## TASK
Copy out every row below that contains the string "stack". Case counts.

## EXERCISE MATERIALS
******************************
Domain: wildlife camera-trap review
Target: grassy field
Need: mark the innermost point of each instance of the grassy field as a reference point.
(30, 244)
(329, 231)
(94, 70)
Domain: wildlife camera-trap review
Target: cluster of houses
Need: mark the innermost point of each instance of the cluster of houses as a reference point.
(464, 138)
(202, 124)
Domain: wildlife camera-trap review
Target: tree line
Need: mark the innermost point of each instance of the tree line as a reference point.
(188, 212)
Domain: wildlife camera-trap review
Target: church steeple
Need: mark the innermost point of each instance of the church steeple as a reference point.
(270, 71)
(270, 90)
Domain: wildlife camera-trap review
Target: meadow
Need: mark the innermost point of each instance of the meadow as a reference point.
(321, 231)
******************************
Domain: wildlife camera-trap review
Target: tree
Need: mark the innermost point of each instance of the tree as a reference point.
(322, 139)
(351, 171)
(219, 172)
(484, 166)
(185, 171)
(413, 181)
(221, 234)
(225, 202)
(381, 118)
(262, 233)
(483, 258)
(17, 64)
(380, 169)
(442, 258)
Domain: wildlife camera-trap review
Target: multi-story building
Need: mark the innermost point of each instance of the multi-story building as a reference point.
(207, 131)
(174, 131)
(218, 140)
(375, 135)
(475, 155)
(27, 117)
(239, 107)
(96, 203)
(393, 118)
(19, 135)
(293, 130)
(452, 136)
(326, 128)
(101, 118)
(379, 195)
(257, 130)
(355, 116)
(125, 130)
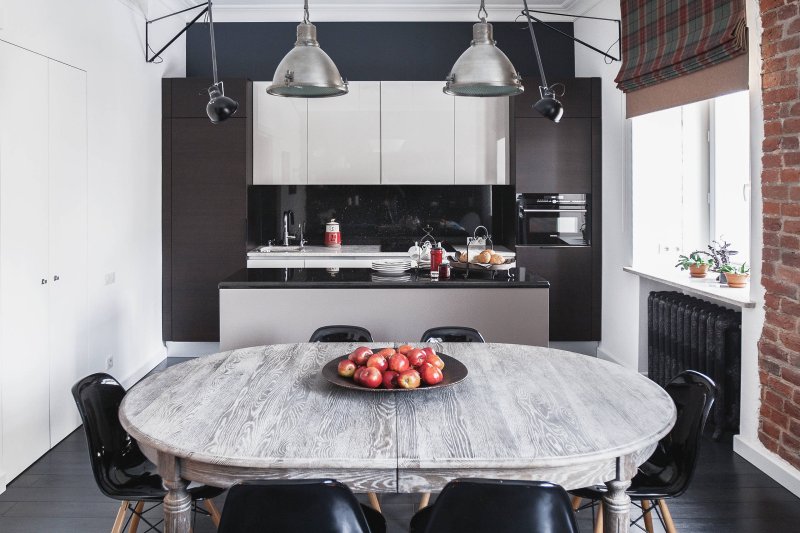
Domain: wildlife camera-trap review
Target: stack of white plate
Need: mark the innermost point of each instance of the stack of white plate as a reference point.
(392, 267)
******************************
## RESULT
Target: stack of white plate
Need: mark the innermost point of each instance of the stack of white plate as a reference point.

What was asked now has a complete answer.